Sentenza Sentenza Cassazione Civile n. 28925 del 08/11/2019

Cassazione civile sez. lav., 08/11/2019, (ud. 13/12/2018, dep. 08/11/2019), n.28925

LA CORTE SUPREMA DI CASSAZIONE

SEZIONE LAVORO

Composta dagli Ill.mi Sigg.ri Magistrati:

Dott. NOBILE Vittorio – Presidente –

Dott. ARIENZO Rosa – Consigliere –

Dott. GARRI Fabrizia – Consigliere –

Dott. PAGETTA Antonella – Consigliere –

Dott. LEO Giuseppina – rel. Consigliere –

ha pronunciato la seguente:

ORDINANZA

sul ricorso 4099-2018 proposto da:

M.C., elettivamente domiciliata in ROMA, VIALE DELLE MILIZIE

34, presso lo studio dell’avvocato MARIA ROSARIA RENZI,

rappresentata e difesa dall’avvocato MARIA GABRIELLA ROSSI;

– ricorrente –

contro

P.A., elettivamente domiciliato in ROMA, VIALE CARSO 23,

presso lo studio dell’avvocato MARIO ANTONIO ANGELELLI, che lo

rappresenta e difende unitamente all’avvocato GENNARO INGLETTI;

– controricorrente –

avverso la sentenza n. 1560/2017 della CORTE D’APPELLO di LECCE,

depositata il 19/07/2017 R.G.N. 923/2016.

DATI FORNITI
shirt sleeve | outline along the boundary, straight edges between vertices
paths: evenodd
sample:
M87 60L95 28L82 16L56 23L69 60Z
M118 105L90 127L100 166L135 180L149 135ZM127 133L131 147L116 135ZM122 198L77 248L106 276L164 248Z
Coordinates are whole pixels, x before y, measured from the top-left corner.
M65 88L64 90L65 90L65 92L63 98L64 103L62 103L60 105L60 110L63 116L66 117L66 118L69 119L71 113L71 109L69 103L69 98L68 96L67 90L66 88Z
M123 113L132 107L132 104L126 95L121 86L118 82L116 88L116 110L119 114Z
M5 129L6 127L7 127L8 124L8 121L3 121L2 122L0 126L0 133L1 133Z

ISTRUZIONI
A. Cambia "shirt sleeve" in "jacket sleeve" in tutte le voci e riscrivile per intero, senza altre modifiche.
B. Riprendi la stesura dell'ordinanza della Cassazione partendo dopo l'ultima riga riportata.
L'ordinanza e le voci sono materiali distinti.

RISULTATI ATTESI
A.
jacket sleeve | outline along the boundary, straight edges between vertices
paths: evenodd
sample:
M87 60L95 28L82 16L56 23L69 60Z
M118 105L90 127L100 166L135 180L149 135ZM127 133L131 147L116 135ZM122 198L77 248L106 276L164 248Z
Coordinates are whole pixels, x before y, measured from the top-left corner.
M65 88L64 90L65 90L65 92L63 98L64 103L62 103L60 105L60 110L63 116L66 117L66 118L69 119L71 113L71 109L69 103L69 98L68 96L67 90L66 88Z
M123 113L132 107L132 104L126 95L121 86L118 82L116 88L116 110L119 114Z
M5 129L6 127L7 127L8 124L8 121L3 121L2 122L0 126L0 133L1 133Z

B.
Fatto

RILEVATO

che la Corte di Appello di Lecce, con sentenza depositata in data 19.7.2017, ha respinto il gravame interposto da M.C., nei confronti di P.A., titolare della ditta “Alberani Parketti” S.r.l. (già “Tutto Parquet” di P. A.), avverso la sentenza del Tribunale della stessa sede, resa il 16.2.2016, che aveva rigettato la domanda del lavoratore, diretta ad ottenere – previo accertamento della sussistenza inter partes di un rapporto di lavoro subordinato a tempo indeterminato dal 9.9.1997 a luglio 2008; rapporto che risultava formalizzato in tal senso solo dal 9.9.1997 al 29.3.1999 – la condanna della parte datoriale alla corresponsione della somma complessiva di Euro 191.861,55, a titolo di differenze retributive, tredicesima e TFR;

che per la cassazione della sentenza ricorre M.C. sulla base di due motivi, cui resiste con controricorso P.A.; che sono state comunicate memorie nell’interesse di entrambe le parti (delle quali, quella del M. pervenuta fuori termine);

che il P.G. non ha formulato richieste.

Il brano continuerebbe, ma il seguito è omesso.